▶ **Required work**:
Give back every record below word for word, with the pictures omitted.
--*--
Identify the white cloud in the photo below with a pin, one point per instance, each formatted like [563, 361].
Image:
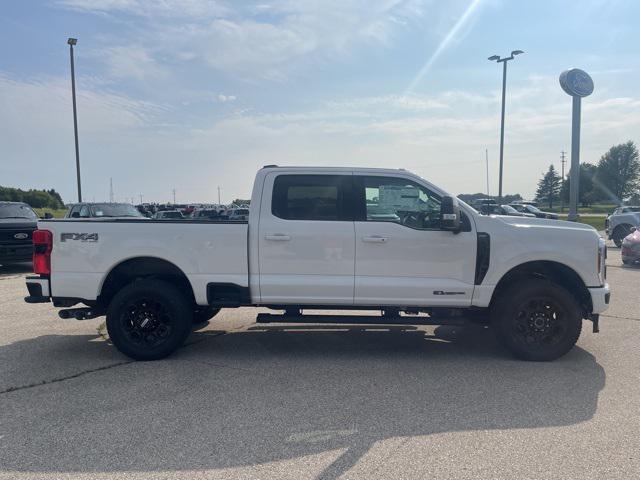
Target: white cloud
[132, 61]
[225, 98]
[249, 41]
[149, 8]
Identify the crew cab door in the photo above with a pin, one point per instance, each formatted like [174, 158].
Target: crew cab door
[403, 258]
[306, 239]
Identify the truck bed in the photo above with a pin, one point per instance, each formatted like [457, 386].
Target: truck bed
[85, 251]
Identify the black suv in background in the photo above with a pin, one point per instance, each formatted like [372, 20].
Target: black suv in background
[17, 223]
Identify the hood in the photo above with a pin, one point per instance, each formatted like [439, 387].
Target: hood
[544, 222]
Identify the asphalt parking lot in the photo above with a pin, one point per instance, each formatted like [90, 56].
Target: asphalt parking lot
--*--
▶ **Exercise result**:
Identify the white cloud in the photo below with a pin, one point per instance, each formatted like [563, 361].
Image:
Target: white cloud
[132, 61]
[225, 98]
[249, 41]
[149, 8]
Identify the crew cab door in the photo above with a pin, one point per instance, each formatted like [174, 158].
Target: crew cab door
[403, 258]
[306, 239]
Identify the truck bed in the photo above with a pin, one point per instance, each formatted like [457, 386].
Target: truck bed
[85, 251]
Identify the black suv in background in the photo above with a pin, one point per instance, each formatted like [372, 20].
Target: black suv in background
[17, 223]
Identify the hood in the photo above with a pin, one point per instance, each formatted like [439, 387].
Target: hood
[544, 222]
Identify the asphalt parking lot in the photo above with a pin, one point per instance, each formatted like [90, 56].
Target: asphalt parking lot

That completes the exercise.